*Document segment*.
§
For all $s$, initialize $e(s)$ and $V_T(s)$

For each step $t$ in this episode:

Update $e(s_{t-1})$

For all $s$:

Update $V_T(s)$

Decay $e(s)$

Details

For each episode T:

Initialize $e(s)$ and $V_T(s)$:

For all $s$,

$e(s) = 0$, where $e(s)$ is the eligibility of state $s$
$V_T(s) = V_{T-1}(s)$ (i.e. initialize with the previous estimates)
For each step $t$ in this episode:
$s_{t-1} \xrightarrow{r_t} s_t$
1. Update $e(s_{t-1})$:
  
  $e(s_{t-1}) = e(s_{t-1}) + 1$
2. For all $s$,
  1. Update the values by the temporal difference:
    
    $V_T(s) = V_{T}(s) + \alpha T (R_T(s_t) - V{T-1}(s_{t-1}))\cdot e(s)$
    
    i.e.
    
    $V_T(s) = V_{T}(s) + \alpha T (r_t + \gamma V{T-1}(s_t) - V_{T-1}(s_{t-1}))\cdot e(s)$
    
    Notes:
    - $s$ here refers to all states, not just $s_{t-1}$ and $s_t$.
§
*The input*.
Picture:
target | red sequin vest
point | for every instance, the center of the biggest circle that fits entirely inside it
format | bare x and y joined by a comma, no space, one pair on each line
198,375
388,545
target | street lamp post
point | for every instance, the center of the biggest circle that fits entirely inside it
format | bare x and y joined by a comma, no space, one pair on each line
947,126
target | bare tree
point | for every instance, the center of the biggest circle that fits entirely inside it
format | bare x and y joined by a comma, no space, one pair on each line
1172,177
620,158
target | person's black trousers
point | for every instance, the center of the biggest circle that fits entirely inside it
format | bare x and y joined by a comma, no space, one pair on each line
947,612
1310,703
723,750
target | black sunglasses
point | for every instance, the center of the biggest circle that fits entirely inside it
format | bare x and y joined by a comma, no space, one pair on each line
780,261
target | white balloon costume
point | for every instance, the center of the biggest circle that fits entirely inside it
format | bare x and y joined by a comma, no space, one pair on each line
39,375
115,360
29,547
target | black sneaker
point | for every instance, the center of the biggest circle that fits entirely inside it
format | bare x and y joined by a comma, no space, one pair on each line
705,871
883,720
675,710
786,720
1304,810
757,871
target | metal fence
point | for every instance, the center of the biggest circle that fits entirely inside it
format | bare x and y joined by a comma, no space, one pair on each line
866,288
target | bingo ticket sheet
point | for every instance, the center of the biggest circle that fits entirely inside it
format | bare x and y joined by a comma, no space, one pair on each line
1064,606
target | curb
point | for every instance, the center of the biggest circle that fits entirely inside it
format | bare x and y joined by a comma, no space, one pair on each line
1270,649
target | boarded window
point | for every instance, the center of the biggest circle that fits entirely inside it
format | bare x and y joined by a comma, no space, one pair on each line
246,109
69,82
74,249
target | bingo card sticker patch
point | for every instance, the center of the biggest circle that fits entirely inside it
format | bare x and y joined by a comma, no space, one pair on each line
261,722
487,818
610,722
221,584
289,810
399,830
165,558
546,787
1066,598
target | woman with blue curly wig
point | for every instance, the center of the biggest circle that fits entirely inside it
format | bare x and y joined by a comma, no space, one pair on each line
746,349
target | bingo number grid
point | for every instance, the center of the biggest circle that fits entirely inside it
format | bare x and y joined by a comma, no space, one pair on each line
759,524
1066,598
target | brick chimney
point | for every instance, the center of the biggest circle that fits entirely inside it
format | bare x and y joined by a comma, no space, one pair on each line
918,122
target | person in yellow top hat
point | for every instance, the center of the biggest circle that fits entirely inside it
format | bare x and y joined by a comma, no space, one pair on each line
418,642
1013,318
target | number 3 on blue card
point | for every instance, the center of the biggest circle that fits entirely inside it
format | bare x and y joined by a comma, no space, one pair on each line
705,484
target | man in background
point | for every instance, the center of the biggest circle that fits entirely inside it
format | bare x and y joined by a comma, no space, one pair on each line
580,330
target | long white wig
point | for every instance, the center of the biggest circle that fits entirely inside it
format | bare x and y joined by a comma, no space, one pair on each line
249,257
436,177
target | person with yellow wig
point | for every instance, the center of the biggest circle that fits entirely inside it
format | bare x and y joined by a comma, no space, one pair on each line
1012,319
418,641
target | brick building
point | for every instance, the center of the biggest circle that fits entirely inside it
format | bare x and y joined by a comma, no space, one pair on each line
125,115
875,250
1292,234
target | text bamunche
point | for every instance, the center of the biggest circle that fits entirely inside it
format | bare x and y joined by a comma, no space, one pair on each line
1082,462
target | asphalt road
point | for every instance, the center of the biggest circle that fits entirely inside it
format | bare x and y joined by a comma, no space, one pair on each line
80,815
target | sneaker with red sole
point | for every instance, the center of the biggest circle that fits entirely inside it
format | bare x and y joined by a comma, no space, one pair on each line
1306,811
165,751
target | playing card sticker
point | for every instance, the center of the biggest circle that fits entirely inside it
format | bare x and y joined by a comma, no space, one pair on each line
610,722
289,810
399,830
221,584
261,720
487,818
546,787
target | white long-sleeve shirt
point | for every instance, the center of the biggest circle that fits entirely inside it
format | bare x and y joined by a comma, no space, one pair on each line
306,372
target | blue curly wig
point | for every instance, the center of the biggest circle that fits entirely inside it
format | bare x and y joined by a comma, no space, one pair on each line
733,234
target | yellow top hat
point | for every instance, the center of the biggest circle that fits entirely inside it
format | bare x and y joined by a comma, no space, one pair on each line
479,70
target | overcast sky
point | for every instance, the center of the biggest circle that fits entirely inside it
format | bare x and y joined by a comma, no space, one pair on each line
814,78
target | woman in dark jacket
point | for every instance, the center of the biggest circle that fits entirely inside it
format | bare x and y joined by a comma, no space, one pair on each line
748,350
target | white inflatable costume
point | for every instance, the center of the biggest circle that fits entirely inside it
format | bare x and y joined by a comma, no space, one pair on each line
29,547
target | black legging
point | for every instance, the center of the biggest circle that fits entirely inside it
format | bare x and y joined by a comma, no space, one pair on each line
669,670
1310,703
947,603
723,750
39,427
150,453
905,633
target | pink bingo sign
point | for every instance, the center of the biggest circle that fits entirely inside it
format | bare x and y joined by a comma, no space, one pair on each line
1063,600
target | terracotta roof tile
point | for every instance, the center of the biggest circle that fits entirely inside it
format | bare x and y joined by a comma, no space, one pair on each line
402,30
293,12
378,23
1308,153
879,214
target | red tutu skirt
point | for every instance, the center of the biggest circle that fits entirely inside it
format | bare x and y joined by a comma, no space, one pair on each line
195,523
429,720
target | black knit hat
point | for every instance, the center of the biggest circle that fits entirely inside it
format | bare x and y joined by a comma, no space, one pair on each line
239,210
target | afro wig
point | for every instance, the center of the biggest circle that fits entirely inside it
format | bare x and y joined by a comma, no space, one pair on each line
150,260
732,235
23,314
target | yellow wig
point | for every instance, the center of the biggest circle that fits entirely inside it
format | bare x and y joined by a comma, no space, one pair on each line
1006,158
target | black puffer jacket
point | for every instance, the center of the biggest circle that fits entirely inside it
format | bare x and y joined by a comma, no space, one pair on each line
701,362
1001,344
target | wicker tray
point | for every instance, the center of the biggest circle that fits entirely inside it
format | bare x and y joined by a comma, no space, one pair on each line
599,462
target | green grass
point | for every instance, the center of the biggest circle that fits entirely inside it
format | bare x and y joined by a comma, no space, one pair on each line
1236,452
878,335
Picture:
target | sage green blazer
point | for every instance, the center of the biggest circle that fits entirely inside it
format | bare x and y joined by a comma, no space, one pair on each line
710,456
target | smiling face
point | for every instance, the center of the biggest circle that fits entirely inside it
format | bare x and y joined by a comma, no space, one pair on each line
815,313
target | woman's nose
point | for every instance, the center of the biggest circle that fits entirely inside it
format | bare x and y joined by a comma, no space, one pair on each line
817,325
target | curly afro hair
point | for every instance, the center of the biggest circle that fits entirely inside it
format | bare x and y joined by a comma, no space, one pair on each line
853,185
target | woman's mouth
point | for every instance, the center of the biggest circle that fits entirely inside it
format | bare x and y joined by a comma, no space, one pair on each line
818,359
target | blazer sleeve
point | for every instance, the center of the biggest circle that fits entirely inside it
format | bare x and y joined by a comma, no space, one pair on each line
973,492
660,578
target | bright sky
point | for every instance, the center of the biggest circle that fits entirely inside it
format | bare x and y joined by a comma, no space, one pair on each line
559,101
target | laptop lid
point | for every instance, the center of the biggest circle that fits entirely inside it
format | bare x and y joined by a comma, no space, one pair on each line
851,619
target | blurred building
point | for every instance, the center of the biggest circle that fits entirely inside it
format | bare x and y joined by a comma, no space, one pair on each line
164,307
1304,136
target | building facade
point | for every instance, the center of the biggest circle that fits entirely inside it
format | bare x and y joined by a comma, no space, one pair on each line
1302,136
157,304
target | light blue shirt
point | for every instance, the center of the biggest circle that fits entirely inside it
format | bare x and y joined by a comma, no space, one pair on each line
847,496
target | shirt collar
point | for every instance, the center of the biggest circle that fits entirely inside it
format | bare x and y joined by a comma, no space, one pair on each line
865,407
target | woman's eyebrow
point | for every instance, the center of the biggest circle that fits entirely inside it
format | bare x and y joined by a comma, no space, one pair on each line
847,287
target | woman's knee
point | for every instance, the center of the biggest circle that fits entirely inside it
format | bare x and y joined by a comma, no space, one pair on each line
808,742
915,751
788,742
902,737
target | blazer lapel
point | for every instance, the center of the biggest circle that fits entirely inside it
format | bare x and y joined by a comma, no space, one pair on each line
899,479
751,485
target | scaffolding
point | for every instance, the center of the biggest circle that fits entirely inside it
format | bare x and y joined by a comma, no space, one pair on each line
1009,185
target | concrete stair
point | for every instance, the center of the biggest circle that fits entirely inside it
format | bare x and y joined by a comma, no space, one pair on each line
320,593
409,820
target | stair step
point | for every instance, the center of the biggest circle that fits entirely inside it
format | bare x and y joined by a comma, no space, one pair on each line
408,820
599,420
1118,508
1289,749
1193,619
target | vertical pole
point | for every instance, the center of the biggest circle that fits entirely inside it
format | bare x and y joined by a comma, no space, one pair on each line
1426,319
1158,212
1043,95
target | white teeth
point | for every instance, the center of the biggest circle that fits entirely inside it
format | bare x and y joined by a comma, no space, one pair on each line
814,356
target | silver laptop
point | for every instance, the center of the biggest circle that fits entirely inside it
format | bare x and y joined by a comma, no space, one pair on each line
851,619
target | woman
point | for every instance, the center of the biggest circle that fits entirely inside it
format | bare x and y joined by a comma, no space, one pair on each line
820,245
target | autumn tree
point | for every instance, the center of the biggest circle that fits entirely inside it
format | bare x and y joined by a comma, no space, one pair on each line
§
*Stated exercise 1*.
Print the passage of the eligibility-trace pseudocode from "Update $V_T(s)$" to "the previous estimates)".
*Stated exercise 2*.
List each line of the listing that contains the string "laptop", matching case exactly.

*Exercise solution 1*.
Update $V_T(s)$

Decay $e(s)$

Details

For each episode T:

Initialize $e(s)$ and $V_T(s)$:

For all $s$,

$e(s) = 0$, where $e(s)$ is the eligibility of state $s$
$V_T(s) = V_{T-1}(s)$ (i.e. initialize with the previous estimates)

*Exercise solution 2*.
target | laptop lid
target | silver laptop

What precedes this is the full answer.